Sermon: "Only in the Gospel"

Scripture: Luke 14: 25 - 33

Reverend Larry M. Gerber

Raise your hands if you have seen this in the movies: A cigarette butt tumbles in slow motion into a pool of gasoline, creating an enormous fireball.

Sure, just about everybody has seen this. It's an ear-splitting, eyebrow-singeing, cinematic spectacle. Guaranteed to please the action-adventure crowd.

It's also largely make-believe, one of the many things that happen ? ONLY IN THE MOVIES!

Richard Tontarski is an expert in forensic fire at the Bureau of Alcohol, Tobacco and Firearms research laboratory in Beltsville, Maryland. He became interested in the link between cigarettes and gasoline because arson suspects frequently claim that a gasoline fire was started by accident. They say things like, "My girlfriend was smoking, I accidentally threw gasoline on her, and she burst into flames."

So Tontarski and his colleagues went to great pains to create fireballs. Fun work, if you can get it. They dropped burning cigarettes into trays of gasoline. They sprayed a fine mist of gas at a lighted cigarette. In more than 2,000 attempts, the gasoline did not ignite. No fireballs.

**Requests:**
**a)** Answer these from the sermon above:
(i) Which Bible passage is listed as its scripture?
(ii) In what town and state is the research laboratory where Richard Tontarski works?
(iii) How many attempts did it take without the gasoline catching fire?
**b)** Write the next part of the sermon on "Only in the Gospel," picking up after the line "No fireballs."

**Provided data:**
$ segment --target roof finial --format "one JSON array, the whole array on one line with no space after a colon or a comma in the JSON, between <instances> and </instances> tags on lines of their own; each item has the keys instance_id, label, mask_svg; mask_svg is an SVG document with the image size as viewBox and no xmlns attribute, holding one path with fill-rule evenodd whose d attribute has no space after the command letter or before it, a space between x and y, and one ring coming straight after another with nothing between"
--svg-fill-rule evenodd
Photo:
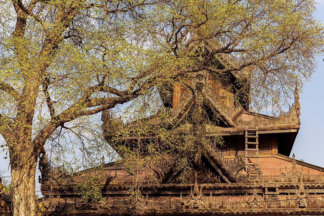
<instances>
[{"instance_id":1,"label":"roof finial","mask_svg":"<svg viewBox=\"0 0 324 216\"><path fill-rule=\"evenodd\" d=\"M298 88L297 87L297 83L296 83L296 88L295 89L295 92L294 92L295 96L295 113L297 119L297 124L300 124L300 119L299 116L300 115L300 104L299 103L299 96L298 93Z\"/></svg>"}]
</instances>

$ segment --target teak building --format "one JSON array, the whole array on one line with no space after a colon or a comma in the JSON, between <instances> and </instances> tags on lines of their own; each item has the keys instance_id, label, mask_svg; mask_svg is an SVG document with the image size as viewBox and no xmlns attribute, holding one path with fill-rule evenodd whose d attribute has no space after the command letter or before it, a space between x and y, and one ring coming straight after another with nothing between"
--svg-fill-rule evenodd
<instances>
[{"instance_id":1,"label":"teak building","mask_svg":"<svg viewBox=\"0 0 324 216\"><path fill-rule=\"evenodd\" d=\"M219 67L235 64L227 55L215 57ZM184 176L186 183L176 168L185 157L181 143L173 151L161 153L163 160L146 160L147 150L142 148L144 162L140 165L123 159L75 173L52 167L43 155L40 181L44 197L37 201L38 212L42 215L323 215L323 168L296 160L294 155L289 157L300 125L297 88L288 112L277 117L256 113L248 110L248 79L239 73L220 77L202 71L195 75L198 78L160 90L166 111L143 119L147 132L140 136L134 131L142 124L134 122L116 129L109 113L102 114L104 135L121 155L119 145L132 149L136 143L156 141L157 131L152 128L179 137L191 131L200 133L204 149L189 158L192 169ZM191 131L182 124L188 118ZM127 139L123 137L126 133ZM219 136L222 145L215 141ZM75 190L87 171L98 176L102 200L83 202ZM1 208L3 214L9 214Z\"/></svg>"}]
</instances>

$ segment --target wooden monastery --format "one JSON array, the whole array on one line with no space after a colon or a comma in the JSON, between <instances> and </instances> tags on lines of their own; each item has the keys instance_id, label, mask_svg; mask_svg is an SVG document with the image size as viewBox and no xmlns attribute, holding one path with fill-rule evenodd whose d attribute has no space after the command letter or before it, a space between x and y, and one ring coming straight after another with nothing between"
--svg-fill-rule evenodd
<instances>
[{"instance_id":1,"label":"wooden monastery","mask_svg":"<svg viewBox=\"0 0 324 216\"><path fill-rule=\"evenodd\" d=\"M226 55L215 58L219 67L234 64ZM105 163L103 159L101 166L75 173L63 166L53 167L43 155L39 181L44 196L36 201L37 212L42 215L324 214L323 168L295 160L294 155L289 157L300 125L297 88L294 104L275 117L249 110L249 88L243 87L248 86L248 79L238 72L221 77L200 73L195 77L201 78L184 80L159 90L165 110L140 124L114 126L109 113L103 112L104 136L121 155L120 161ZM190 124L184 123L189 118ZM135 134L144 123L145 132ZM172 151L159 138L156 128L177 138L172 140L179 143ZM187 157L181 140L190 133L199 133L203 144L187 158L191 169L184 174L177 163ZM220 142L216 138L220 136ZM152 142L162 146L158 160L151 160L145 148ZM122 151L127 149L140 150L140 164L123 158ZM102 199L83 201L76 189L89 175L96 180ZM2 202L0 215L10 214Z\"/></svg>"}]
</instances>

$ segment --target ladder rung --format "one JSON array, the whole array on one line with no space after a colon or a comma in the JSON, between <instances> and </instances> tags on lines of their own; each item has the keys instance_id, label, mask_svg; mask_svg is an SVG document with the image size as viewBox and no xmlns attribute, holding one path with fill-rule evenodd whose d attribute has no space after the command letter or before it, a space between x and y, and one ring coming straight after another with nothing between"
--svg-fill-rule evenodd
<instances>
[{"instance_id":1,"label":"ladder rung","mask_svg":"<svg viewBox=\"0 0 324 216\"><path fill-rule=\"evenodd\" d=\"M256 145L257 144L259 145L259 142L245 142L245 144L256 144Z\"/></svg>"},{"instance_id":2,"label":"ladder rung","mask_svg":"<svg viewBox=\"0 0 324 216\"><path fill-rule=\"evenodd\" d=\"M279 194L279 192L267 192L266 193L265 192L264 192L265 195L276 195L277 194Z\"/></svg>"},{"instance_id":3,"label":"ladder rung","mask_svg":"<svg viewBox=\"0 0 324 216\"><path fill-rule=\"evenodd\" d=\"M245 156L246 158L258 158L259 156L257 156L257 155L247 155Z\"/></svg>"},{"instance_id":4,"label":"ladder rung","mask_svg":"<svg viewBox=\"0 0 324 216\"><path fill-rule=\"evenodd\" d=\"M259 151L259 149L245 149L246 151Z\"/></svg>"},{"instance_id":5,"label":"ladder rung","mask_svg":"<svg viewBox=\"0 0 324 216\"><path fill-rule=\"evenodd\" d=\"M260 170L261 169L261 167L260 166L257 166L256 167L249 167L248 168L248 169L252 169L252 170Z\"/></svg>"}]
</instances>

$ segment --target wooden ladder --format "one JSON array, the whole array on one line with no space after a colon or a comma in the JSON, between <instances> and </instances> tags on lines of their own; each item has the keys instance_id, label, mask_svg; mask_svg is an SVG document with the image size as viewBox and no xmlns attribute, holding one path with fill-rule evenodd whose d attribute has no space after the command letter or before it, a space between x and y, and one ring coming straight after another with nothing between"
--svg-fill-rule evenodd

**Expected results:**
**a)**
(i) Luke 14: 25 - 33
(ii) Beltsville, Maryland
(iii) More than 2,000

**b)**
Tontarski can only guess why, reports an article in The Guardian (February 27, 2007). He thinks that perhaps the layer of ash on the tobacco prevents ignition, or that gasoline vapor naturally moves away from the hottest part of the cigarette.

Please, do not try this at home.

There are a ton of things that happen only in the movies, and they should never be confused with real life. The Nostalgia Central Web site lists 40 of them, including:

 -It is always possible to find a parking spot directly outside or opposite the building you are visiting. 

 -The Eiffel Tower can be seen from any window of any building in Paris.

 -Plain or even ugly girls can become movie-star-pretty simply by removing their glasses and rearranging their hair.

 -Anyone can land a 747 as long as there is someone in the control tower to talk you down.

 -And, in line with the cigarette-and-gasoline phenomenon: Cars will explode instantly when struck by a single bullet!

Is this true? Only in the movies!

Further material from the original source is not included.